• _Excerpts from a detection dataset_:
----

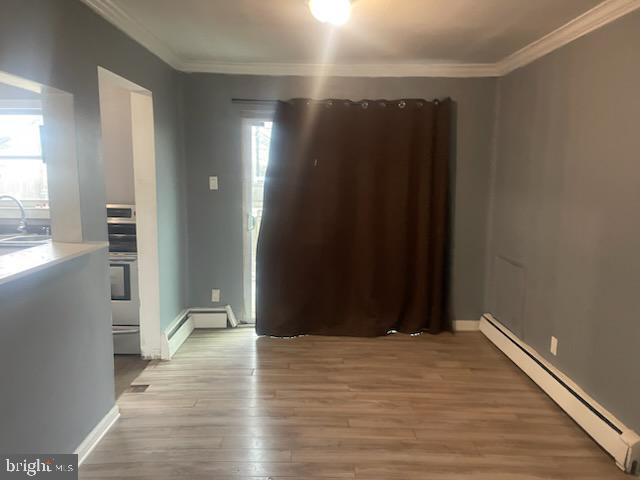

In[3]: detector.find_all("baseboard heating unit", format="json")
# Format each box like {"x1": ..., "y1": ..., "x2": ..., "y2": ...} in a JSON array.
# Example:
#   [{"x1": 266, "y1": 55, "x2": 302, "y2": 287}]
[{"x1": 480, "y1": 314, "x2": 640, "y2": 474}]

----

• _Given exercise_:
List every line in the entries above that contains the word "array".

• _Result_:
# Format each box like {"x1": ..., "y1": ..., "x2": ..., "y2": ...} in a JSON array.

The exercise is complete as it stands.